OBJECTIVE: In the data below, rewrite everything from the line containing "Confirm that each instance of the deer nose" down to the line containing "pixel 844 306", with "deer nose" changed to "deer muzzle" and nothing else altered. Give only those lines.

EXTRACTED INFORMATION:
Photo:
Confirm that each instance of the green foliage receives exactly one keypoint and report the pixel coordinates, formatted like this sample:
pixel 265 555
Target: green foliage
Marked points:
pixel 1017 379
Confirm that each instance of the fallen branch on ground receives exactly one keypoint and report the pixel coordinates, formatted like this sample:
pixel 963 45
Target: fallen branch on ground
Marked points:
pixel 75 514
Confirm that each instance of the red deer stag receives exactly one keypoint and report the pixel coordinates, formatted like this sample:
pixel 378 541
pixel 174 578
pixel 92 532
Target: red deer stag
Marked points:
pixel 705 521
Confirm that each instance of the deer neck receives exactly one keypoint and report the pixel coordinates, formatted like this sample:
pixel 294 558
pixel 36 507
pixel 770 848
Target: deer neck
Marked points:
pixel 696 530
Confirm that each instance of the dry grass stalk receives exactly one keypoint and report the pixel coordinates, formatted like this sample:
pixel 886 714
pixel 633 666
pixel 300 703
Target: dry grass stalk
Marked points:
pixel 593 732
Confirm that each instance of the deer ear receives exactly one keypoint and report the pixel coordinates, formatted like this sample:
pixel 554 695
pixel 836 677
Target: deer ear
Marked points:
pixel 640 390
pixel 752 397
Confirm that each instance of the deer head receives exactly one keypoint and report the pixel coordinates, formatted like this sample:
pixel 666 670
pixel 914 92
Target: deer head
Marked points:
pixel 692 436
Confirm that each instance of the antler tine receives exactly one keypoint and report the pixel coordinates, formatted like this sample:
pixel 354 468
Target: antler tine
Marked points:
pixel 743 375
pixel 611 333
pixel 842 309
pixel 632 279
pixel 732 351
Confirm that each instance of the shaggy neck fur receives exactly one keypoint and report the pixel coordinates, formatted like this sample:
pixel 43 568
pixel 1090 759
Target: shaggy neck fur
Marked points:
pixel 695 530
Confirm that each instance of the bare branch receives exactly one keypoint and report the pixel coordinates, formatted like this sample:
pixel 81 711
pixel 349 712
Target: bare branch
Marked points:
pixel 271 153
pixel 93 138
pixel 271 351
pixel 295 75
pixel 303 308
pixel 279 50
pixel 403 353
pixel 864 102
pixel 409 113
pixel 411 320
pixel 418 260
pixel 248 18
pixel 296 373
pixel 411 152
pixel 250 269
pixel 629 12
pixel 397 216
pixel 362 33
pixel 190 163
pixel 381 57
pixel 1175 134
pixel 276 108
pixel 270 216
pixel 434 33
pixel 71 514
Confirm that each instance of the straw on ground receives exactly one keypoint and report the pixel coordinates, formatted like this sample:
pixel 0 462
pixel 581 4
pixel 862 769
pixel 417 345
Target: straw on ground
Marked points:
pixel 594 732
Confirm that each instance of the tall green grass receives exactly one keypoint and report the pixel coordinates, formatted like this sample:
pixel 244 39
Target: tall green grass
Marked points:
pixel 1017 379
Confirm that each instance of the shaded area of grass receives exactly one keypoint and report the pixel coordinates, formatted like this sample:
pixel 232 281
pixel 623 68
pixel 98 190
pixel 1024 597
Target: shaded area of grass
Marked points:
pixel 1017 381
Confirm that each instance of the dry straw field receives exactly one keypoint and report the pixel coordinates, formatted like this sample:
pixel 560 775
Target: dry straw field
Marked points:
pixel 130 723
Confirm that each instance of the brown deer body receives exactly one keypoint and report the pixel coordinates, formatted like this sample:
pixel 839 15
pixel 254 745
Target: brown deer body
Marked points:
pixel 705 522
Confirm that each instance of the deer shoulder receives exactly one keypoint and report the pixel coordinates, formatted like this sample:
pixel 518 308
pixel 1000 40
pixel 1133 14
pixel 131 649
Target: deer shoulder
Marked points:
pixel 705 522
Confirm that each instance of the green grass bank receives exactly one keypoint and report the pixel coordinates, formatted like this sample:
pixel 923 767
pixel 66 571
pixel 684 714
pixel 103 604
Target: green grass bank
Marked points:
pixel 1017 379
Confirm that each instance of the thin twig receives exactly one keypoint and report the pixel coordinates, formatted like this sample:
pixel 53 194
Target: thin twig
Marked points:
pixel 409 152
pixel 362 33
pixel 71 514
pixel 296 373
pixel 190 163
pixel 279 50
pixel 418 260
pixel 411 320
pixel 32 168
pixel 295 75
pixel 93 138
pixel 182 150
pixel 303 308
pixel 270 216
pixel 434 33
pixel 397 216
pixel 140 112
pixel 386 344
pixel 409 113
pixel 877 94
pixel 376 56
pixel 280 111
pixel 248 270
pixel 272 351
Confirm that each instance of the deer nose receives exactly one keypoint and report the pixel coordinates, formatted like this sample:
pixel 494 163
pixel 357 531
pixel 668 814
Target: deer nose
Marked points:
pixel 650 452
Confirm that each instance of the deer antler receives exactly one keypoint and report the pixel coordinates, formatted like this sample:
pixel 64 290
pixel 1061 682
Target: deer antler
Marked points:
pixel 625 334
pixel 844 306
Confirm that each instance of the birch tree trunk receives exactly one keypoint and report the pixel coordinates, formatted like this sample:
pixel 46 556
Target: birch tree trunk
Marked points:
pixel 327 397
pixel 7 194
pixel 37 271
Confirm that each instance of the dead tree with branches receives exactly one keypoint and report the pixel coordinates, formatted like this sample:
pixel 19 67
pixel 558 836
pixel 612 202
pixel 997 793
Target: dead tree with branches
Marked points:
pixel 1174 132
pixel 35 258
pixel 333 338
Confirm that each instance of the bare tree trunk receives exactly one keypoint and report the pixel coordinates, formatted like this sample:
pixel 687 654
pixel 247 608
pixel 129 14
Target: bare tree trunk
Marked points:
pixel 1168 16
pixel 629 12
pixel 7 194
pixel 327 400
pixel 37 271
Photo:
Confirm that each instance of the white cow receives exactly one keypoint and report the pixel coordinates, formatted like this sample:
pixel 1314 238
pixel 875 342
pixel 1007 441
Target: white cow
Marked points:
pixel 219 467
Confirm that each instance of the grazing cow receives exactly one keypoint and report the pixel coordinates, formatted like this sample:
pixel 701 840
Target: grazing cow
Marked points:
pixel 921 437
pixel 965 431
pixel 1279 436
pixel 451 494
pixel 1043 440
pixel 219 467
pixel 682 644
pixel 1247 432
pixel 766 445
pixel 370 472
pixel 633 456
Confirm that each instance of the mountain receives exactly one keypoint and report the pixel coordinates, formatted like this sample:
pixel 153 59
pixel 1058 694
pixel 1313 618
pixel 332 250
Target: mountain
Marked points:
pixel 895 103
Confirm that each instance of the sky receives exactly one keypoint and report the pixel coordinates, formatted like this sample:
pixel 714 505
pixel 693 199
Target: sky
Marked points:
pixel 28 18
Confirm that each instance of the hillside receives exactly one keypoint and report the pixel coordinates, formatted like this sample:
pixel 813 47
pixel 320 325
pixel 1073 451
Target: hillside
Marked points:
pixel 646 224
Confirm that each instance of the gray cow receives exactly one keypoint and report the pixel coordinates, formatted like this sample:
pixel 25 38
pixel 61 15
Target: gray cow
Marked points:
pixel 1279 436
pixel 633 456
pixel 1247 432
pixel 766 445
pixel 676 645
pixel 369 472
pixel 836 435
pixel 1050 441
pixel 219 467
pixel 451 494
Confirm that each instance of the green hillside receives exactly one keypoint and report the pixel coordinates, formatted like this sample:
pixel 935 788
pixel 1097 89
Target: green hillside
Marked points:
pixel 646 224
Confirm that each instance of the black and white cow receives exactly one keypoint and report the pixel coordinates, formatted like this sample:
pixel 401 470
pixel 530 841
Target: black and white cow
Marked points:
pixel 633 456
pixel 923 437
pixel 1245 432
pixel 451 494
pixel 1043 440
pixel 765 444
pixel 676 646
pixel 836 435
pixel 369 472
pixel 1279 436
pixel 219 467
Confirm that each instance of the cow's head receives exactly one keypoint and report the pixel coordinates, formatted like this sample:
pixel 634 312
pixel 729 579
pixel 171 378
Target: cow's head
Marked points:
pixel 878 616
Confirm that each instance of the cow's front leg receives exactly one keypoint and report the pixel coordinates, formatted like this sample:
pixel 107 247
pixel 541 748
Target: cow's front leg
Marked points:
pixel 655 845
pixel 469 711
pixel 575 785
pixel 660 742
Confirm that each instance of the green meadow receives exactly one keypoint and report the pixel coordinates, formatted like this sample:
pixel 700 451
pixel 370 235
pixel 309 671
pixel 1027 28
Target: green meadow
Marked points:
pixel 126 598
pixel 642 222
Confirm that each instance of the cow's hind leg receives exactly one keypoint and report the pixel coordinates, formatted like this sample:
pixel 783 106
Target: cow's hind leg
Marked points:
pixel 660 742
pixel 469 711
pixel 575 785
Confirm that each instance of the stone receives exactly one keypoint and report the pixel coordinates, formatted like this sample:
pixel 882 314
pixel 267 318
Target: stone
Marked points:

WRITTEN SOLUTION:
Confirm that each instance of the deer muzzle receives exactly one keypoint and report the pixel coordinates, formatted like this sample:
pixel 494 163
pixel 357 531
pixel 668 814
Target: deer muzzle
Marked points:
pixel 650 452
Confirm that each instance of the deer antler receives exactly one keypoint and report the pixel coordinates, formatted like this sample:
pixel 64 290
pixel 1061 682
Target: deer antler
Marked points:
pixel 625 334
pixel 844 306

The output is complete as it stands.